Your goal =>
Arrange every line of the material below as a numbered list, skipping any blank lines and omitting the pictures.

Exercise data =>
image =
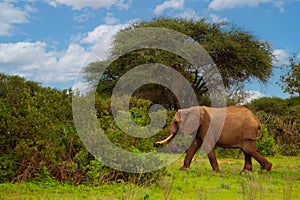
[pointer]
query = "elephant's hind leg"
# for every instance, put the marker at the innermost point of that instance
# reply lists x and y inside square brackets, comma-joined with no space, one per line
[213,160]
[196,144]
[248,162]
[250,149]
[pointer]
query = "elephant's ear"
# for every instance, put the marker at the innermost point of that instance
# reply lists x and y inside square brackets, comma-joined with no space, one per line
[190,120]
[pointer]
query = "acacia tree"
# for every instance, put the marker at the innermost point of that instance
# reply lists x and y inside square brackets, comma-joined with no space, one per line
[291,80]
[238,54]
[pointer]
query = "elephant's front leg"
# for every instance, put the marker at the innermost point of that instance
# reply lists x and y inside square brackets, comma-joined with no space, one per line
[196,144]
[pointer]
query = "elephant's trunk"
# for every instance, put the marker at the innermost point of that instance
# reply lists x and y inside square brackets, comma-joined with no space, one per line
[165,140]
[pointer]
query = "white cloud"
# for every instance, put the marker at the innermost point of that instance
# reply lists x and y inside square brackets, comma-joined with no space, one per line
[217,19]
[169,4]
[253,95]
[37,61]
[79,4]
[110,19]
[281,57]
[229,4]
[101,38]
[32,60]
[11,15]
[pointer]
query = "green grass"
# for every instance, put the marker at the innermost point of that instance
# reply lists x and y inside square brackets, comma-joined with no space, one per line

Written solution =>
1. image =
2. [pointer]
3. query = "elephant's hind leg"
4. # for every instance, put the marker at the innermost point of that instance
5. # reply lists x and y inside square brackets, comma-joined with no space, one per line
6. [213,160]
7. [196,144]
8. [248,162]
9. [250,149]
10. [pointer]
11. query = "elephant's ear"
12. # for every instance, put the marker at the innermost point of that instance
13. # reply lists x and y inside square brackets, comma-joined with no space, one per line
14. [190,120]
15. [pointer]
16. query = "acacia tree"
17. # for every instance, put the marker at the innermost point of that instance
18. # reply lists x and y inside square brackets, comma-joined with no space, one per line
19. [291,80]
20. [238,54]
21. [pointer]
22. query = "elephant's front leg"
23. # for every instance, put the marker at the innermost point of that instance
24. # reply lists x and y inside square brackets, comma-joined with no space, one per line
25. [196,144]
26. [pointer]
27. query = "elephant's trunk"
28. # for every instance, put the marker at the innermost point of that instance
29. # reply lists x and y inside square brackets, comma-joined with no space, one per line
30. [165,140]
31. [pointer]
32. query = "white cloud"
33. # for every instance, put the marker at the innermost point of that instance
34. # reply lists x and y inside square brackets, comma-joined with no space, one per line
35. [217,19]
36. [169,4]
37. [253,95]
38. [37,61]
39. [79,4]
40. [110,19]
41. [281,57]
42. [229,4]
43. [101,38]
44. [32,60]
45. [11,15]
46. [pointer]
47. query = "green grass"
48. # for every instance, put the marker at the innermost point of that instance
49. # reply lists x and y inside square brackets, comma-joined with no space, one per line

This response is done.